Statistical analyses
The relationships between atomoxetine plasma concentration (both Week 2 and Week 12) and ADHD or ODD symptoms were examined by regression analyses using the atomoxetine plasma concentration as a predictor and the ADHD or ODD symptoms as response variables for Study Periods II and III.
Frequency data were analyzed using the Fisher–Freeman–Halton test for three-way frequencies, and Fisher’s exact test for the two-way comparisons.
Unless otherwise noted, continuous data were analyzed using the analysis of variance (ANOVA) model with the term for treatment groups. Baseline was defined as the last available score at Visit 1 or Visit 2.
Analysis of the SNAP-IV subscales was conducted using the analysis of covariance (ANCOVA) model on the last-observation-carried-forward (LOCF) change from baseline to endpoint for Study Periods II and III (up to Week 12). The ANCOVA model included terms of baseline, treatment groups, and investigator. Tests were evaluated based on a two-sided significance level of 0.05. Multiplicity was not adjusted since this analysis was exploratory. Throughout the manuscript, the term “significant” denotes “statistical significance” unless otherwise specified.
Results
Baseline demographics and other variables
The demographic characteristics for the three subgroups (Table 1) showed that the majority of patients were male, Caucasian, had ADHD combined subtype, did not have a family history of ADHD, had previous stimulant use, and had an extensive metabolizer (EM) CYP2D6 genotype. The overall mean age range was 9.26–10.40 years. The mean age of the non-remitter 2.4 mg/kg/day group was significantly lower than the remitter 1.2 mg/kg/day group (P = .035). The non-remitter 2.4 mg/kg/day group had significantly more male patients (100%) than the non-remitter 1.2 mg/kg/day group [89.86% (P = .041)].

→ **Assignment 1**: In the atomoxetine study text, which characteristics did the majority of patients in the three subgroups share?
→ **Assignment 2**: Can you continue the atomoxetine study text after its final sentence?

→ **Data to examine**:
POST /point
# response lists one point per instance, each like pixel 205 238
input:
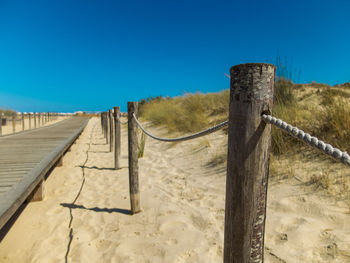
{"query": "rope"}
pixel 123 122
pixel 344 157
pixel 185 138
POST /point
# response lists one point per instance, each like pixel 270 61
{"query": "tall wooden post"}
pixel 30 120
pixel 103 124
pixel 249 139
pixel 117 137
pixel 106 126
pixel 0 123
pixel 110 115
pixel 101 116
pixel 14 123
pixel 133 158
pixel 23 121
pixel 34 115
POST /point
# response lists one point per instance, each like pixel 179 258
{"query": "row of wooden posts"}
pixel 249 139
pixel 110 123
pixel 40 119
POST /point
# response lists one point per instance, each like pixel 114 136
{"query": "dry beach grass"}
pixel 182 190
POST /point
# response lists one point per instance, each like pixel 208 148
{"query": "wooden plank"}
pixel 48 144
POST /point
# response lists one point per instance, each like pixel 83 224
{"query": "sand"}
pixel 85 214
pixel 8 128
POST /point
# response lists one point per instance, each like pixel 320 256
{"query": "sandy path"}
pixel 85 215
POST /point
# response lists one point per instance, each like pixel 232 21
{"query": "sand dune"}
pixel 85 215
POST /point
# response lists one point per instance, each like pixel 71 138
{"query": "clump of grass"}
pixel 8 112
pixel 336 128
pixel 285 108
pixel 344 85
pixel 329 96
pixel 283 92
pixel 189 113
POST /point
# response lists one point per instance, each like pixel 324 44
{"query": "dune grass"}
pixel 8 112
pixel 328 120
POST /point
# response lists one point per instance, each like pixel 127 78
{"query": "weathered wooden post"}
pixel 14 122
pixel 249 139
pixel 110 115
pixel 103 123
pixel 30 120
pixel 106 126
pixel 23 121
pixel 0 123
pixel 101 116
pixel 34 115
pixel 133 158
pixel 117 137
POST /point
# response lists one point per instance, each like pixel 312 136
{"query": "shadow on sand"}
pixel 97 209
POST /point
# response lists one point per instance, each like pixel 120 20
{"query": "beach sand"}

---

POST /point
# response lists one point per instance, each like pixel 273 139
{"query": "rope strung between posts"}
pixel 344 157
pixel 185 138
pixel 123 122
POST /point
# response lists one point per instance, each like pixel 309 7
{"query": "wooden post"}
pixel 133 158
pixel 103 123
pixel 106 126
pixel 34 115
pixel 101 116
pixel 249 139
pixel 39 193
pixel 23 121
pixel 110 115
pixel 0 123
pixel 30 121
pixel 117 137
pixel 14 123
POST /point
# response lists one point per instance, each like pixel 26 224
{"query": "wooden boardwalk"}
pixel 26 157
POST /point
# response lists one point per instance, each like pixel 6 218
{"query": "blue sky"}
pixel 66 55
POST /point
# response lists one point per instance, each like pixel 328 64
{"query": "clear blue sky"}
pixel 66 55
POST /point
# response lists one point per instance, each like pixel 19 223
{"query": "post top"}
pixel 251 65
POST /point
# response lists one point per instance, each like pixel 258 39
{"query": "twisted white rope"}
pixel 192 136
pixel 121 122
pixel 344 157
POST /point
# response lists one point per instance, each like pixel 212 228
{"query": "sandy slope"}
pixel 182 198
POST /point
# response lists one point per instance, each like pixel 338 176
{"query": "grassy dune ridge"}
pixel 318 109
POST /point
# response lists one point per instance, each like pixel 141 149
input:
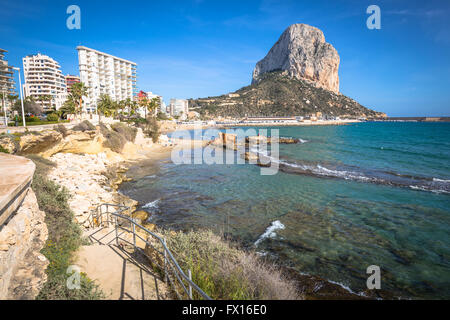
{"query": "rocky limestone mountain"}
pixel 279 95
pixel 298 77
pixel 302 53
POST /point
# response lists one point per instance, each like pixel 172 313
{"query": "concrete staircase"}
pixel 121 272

→ **Exercise response 1**:
- Male
- Caucasian
- ADHD combined subtype
- No family history of ADHD
- Previous stimulant use
- Extensive metabolizer (EM) CYP2D6 genotype

→ **Exercise response 2**:
At study entry, patients in the Study Period III ODD remitter 1.2 mg/kg/day group were significantly taller and weighed more than patients in the non-remitter 2.4 mg/kg/day and non-remitter 1.2 mg/kg/day groups; while height and weight were not significantly different between the non-remitter groups. There were 16 patients in the non-remitter 1.2 mg/kg/day group with plasma concentrations >800 ng/ml at Week 2.
There were no significant differences between the three subgroups as regards reasons for discontinuation from the study (Table 2).
The baseline mean SNAP-IV ADHD combined and ODD subscale scores were similar with no significant differences among groups (Table 3). These scores indicate moderate disease severity.
Symptom ratings and atomoxetine plasma concentrations
In Study Period II, after 2 weeks of treatment with atomoxetine 1.2 mg/kg/day, mean atomoxetine plasma concentrations (steady state) were significantly lower for patients who were designated in Study Period III as the ODD non-remitter 2.4 mg/kg/day group (n = 46) as compared with either the non-remitter 1.2 mg/kg/day group (n = 69, P < .001), or the remitter 1.2 mg/kg/day group (n = 17, P = .002). No significant differences were seen between the non-remitter 1.2 mg/kg/day and the remitter 1.2 mg/kg/day groups (n = 17, P = .062]) at Week 2 (Table 4). After 12 weeks of atomoxetine treatment (end of Study Period III), Week 2 plasma concentrations did not significantly predict ADHD and ODD outcomes for any group using regression analysis. Furthermore, Week 12 plasma levels did not predict end of study ADHD or ODD outcomes for any group using regression analysis (data not shown).
Table 4 displays atomoxetine mean plasma concentrations for all the three groups at Weeks 2 and 12. Atomoxetine plasma concentration at Week 12 for the non-remitter 2.4 mg/kg/day group was significantly greater compared to the non-remitter 1.2 mg/kg/day group (P < .001). However, at Week 12, the non-remitter 2.4 mg/kg/day group did not demonstrate significantly greater improvement compared with the non-remitter 1.2 mg/kg/day group on the SNAP-IV ADHD subscale score (P = .050), the SNAP-IV ODD subscale score, or the CGI-I score (Table 3). Atomoxetine plasma concentration at Week 12 in the non-remitter 2.4 mg/kg/day group was not significantly different from the remitter 1.2 mg/kg/day group. Similarly, the atomoxetine plasma concentration of the non-remitter 1.2 mg/kg/day group at Week 12 was not significantly different from the remitter 1.2 mg/kg/day group.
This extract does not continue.